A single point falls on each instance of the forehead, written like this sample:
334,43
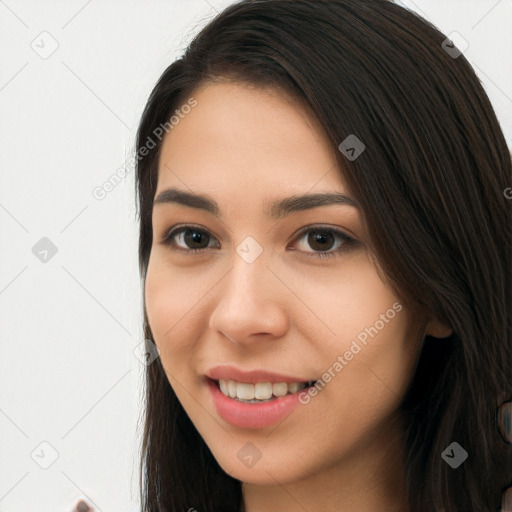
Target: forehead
243,135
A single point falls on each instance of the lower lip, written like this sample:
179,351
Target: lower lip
241,414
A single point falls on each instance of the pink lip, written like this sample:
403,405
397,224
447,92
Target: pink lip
247,415
251,376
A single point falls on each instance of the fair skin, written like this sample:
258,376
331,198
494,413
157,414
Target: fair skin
288,311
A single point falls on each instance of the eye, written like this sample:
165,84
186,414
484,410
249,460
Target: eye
195,240
321,240
192,239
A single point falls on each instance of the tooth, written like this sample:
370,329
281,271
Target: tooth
245,391
293,387
263,390
280,388
232,388
224,387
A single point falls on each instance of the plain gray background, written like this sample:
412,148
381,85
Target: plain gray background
74,78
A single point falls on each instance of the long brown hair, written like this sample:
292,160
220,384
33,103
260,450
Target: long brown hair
431,187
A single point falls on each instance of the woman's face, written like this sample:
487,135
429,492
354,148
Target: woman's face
257,295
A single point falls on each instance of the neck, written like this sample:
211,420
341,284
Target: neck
368,479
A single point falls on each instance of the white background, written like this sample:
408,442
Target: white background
70,327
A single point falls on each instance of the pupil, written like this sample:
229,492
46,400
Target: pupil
319,236
195,237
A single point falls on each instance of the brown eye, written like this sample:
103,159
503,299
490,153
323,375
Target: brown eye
323,239
188,238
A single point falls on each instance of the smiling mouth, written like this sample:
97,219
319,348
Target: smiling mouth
260,391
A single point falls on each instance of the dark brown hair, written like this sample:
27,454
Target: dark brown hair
430,184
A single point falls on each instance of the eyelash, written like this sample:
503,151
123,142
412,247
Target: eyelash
347,242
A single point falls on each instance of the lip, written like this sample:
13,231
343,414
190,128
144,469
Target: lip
251,376
251,415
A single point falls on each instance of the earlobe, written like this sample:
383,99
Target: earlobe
438,330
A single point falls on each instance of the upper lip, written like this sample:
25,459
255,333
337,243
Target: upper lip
250,376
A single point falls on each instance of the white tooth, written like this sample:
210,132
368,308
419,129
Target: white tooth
280,388
232,388
245,391
224,387
293,387
263,390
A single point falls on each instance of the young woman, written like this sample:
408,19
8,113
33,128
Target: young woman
325,247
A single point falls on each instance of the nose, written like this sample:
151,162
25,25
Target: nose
251,303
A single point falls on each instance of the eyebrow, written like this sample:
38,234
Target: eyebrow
277,210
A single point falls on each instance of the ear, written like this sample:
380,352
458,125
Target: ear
438,329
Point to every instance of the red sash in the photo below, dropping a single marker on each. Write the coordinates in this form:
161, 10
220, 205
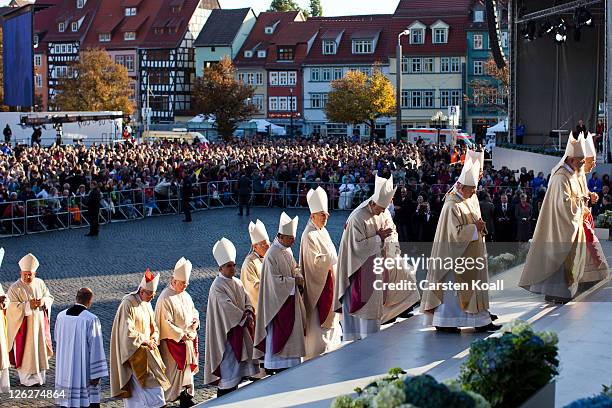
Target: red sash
326, 299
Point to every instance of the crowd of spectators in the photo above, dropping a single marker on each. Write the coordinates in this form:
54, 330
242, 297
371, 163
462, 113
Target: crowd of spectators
147, 177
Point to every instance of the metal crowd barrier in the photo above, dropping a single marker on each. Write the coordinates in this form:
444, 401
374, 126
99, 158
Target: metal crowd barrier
61, 213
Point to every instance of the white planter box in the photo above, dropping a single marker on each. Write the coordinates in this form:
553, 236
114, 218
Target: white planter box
545, 398
602, 233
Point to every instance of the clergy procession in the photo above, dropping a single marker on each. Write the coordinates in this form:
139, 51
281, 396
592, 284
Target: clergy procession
290, 303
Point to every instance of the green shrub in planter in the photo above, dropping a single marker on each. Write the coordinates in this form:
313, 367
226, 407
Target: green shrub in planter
508, 369
603, 400
402, 391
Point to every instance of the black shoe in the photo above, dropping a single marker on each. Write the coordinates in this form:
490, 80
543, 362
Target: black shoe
448, 329
491, 328
556, 300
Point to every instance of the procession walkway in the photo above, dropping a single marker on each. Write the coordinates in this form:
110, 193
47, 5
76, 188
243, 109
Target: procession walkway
584, 330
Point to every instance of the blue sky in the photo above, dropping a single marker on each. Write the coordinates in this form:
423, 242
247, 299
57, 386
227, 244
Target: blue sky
330, 7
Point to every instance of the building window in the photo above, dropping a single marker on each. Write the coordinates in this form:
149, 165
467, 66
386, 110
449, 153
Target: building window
338, 74
456, 98
258, 101
444, 99
478, 39
273, 79
315, 74
505, 39
455, 64
444, 64
428, 99
336, 130
405, 98
440, 35
416, 99
416, 65
318, 100
129, 62
417, 36
362, 47
329, 47
285, 54
326, 75
428, 64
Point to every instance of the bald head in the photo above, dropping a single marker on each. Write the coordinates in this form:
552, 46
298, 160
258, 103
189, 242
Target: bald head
85, 297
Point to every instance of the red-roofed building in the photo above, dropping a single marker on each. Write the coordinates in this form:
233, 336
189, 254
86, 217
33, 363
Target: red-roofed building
253, 60
434, 57
342, 44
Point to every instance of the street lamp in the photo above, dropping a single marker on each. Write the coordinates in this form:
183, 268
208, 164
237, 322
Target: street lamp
437, 119
291, 113
398, 85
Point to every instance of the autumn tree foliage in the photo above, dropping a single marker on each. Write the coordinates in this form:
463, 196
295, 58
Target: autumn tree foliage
94, 83
218, 93
359, 98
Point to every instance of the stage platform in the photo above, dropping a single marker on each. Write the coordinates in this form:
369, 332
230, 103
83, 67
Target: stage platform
584, 328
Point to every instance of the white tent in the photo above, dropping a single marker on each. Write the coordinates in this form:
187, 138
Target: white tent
262, 127
500, 127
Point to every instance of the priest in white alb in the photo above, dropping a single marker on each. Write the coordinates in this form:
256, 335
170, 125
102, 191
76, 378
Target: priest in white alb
230, 324
137, 370
178, 321
596, 265
29, 334
369, 237
556, 261
80, 359
318, 259
459, 256
250, 273
281, 317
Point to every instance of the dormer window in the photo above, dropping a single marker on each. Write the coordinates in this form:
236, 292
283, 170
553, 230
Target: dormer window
439, 32
329, 47
362, 47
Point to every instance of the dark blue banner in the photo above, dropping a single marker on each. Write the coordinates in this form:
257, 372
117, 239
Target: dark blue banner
18, 60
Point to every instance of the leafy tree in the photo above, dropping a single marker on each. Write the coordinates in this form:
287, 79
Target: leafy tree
316, 10
94, 83
492, 91
359, 98
220, 94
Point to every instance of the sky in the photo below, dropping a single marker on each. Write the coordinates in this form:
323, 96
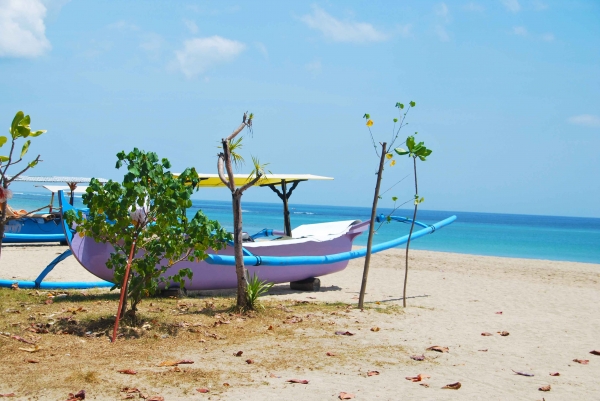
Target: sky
507, 94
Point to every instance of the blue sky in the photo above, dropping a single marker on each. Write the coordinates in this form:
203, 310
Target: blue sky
507, 92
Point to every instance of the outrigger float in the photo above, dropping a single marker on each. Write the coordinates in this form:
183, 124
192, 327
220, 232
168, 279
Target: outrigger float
308, 251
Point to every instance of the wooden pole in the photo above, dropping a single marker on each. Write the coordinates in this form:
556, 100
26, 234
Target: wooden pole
123, 291
363, 286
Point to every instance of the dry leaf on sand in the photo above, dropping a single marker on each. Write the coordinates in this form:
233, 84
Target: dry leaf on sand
127, 371
453, 386
418, 378
438, 348
523, 373
299, 381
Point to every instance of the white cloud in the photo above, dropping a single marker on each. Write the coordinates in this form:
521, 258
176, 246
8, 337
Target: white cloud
262, 49
191, 26
22, 28
472, 6
548, 37
520, 30
512, 5
586, 120
342, 31
200, 54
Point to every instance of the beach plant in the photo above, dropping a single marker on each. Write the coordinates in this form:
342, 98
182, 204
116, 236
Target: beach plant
421, 152
19, 130
227, 159
256, 288
145, 217
384, 157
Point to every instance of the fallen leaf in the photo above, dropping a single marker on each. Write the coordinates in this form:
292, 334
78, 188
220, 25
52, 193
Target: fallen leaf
127, 371
299, 381
438, 348
418, 378
523, 373
453, 386
34, 349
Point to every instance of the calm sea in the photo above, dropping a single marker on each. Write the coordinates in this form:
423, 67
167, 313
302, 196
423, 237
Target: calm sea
574, 239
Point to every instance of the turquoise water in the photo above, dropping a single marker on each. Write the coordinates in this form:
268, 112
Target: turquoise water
574, 239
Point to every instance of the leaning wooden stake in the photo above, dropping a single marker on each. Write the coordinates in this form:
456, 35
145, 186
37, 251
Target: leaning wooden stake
363, 286
123, 291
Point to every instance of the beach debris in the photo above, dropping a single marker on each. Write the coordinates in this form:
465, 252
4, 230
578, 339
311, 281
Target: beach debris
80, 395
418, 378
127, 371
438, 348
299, 381
523, 373
36, 348
175, 362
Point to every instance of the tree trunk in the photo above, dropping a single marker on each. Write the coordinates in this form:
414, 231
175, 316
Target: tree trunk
363, 286
240, 270
412, 226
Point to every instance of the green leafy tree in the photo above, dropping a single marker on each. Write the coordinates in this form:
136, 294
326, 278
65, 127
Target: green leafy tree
416, 151
19, 129
145, 216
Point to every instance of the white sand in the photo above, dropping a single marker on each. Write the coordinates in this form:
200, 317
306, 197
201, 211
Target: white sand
551, 310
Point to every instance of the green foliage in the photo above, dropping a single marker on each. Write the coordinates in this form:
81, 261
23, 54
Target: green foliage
149, 209
256, 288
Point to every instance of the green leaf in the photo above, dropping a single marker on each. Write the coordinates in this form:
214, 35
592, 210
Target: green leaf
25, 148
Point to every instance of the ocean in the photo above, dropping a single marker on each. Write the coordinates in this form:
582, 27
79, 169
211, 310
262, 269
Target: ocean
575, 239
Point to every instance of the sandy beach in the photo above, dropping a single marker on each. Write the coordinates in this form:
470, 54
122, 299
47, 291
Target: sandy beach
549, 309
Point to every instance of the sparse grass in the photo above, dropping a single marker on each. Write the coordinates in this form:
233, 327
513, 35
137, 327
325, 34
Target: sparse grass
73, 334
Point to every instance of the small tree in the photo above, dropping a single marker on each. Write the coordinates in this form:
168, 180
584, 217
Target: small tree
18, 129
415, 150
145, 217
226, 160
:::::
Action item
Scan the entries above for the line containing "Point to every instance of the green leaf in", and copy it and all lines after it exactly, down to and including the line containing "Point to every instance of the sandy".

Result of this exercise
Point to every instance of the green leaf in the photo above, dropping a single marker on each. Write the coordinates in this form:
214, 35
592, 210
Target: green leaf
25, 148
Point to every instance of the ocean in the photo above, dropping a single marker on each. Write the coordinates in this form:
582, 27
79, 169
211, 310
262, 269
Target: ocean
575, 239
Point to every instance of the sandy beach in the photo above, dropping a single marker on each. Write the coordinates in this form:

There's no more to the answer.